* **Referring expression data**:
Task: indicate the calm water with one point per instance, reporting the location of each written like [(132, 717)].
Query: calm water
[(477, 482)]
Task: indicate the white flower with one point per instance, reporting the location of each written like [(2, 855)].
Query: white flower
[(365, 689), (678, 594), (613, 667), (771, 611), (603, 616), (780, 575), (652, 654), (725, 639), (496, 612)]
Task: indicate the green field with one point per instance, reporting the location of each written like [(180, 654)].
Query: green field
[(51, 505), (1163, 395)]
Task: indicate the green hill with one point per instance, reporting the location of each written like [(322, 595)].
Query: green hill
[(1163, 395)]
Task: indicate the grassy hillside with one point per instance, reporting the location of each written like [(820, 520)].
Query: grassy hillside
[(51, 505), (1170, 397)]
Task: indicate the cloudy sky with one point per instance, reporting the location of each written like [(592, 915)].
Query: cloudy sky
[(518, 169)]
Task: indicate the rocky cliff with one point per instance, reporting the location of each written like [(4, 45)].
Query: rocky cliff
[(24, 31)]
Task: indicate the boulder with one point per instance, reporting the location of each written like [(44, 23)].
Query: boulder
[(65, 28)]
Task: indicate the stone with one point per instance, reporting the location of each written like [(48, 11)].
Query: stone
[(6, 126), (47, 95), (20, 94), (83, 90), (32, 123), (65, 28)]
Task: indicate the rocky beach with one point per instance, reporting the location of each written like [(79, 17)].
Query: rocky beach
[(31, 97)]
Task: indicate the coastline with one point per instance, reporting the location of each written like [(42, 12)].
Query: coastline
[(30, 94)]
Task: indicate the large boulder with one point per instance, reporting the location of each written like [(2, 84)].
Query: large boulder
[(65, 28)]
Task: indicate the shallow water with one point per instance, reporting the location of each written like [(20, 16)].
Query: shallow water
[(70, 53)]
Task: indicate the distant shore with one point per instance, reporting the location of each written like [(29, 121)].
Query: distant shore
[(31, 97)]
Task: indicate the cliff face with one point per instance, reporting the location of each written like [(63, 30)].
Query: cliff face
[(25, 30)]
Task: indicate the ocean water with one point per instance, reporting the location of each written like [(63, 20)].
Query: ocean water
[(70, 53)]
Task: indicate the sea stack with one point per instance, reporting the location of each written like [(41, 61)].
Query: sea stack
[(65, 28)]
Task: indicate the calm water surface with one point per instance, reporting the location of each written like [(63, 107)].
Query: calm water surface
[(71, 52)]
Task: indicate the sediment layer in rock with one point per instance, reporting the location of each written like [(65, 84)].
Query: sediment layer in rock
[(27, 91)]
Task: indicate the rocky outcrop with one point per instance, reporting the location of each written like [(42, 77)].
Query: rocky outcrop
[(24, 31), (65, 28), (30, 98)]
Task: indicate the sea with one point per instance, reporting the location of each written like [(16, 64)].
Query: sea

* **ABOUT THIS EXERCISE**:
Output all of the records above unchanged.

* **RESPONSE TO THE TASK**:
Task: indicate the calm water with one point per instance, reporting the location of each written like [(132, 717)].
Query: calm water
[(477, 482)]
Task: indicate the white flower with one point per instance, reporting the location of each written like [(2, 855)].
Query: white flower
[(365, 689), (678, 594), (613, 667), (771, 611), (603, 616), (780, 575), (652, 654), (725, 639), (496, 612)]
Task: indicate the green field with one point per instance, reporting the location of each written like [(180, 654)].
Query: green field
[(51, 505), (1163, 395)]
Task: indicate the green hill with one point per instance, reporting the location of each written like [(322, 595)].
Query: green hill
[(1163, 395)]
Task: indicate the grassy hillside with one point per instance, reporting the location of each written like [(820, 520)].
Query: grassy hillside
[(51, 505), (1170, 397)]
Task: indicate the cloudy sky with one point per instance, reporting the location of each written like [(592, 915)].
Query: cloudy sky
[(518, 169)]
Task: indicate the rocky cliff with one point per instance, reporting the location of each written like [(4, 45)].
Query: rocky cliff
[(24, 31)]
Task: indicate the boulder with one point per instance, reporting the location of each written like [(44, 23)].
Query: boulder
[(65, 28)]
Task: indicate the stone with one point per instance, reporting the location of each written like [(48, 11)].
Query: stone
[(6, 126), (47, 95), (20, 94), (83, 90), (32, 123), (65, 28)]
Task: indicate the rocky beach with one point per instance, reporting the location of each written like [(79, 17)].
Query: rocky beach
[(31, 97)]
Task: indicate the coastline with one point per instance, reporting the location of each written like [(42, 12)].
Query: coastline
[(30, 94)]
Task: indicate the large boulder with one point per instance, reporting the location of each written like [(2, 84)].
Query: large boulder
[(65, 28)]
Task: indicate the shallow water with one point per instance, reporting the location of each written like [(20, 16)].
Query: shallow water
[(70, 53)]
Task: indicate the distant shore with one point per instance, reporting the location of each written like [(29, 121)].
Query: distant shore
[(31, 97)]
Task: indicate the cliff face with one point per instance, reporting the location of each written like [(63, 30)].
Query: cliff face
[(25, 30)]
Task: indicate the ocean water with one point per instance, reporting the location of each written like [(63, 20)].
Query: ocean water
[(70, 53)]
Task: indicate the sea stack with one point per instance, reporting the location of each written like [(41, 61)].
Query: sea stack
[(65, 28)]
Task: indicate the calm water surface with one point per instance, reporting the location of each written like [(63, 107)].
Query: calm water surface
[(71, 52)]
Task: indicate the sediment layer in rock with one point per instance, reporting the location of each written like [(65, 84)].
Query: sediment layer in rock
[(27, 91)]
Task: indicate the rocky outcrop with one point per instance, reporting the location of each written like [(42, 77)].
Query: rocky outcrop
[(24, 31), (65, 28), (30, 98)]
Task: indicate the sea with one point per instance, reporting the location of each written like [(16, 64)].
Query: sea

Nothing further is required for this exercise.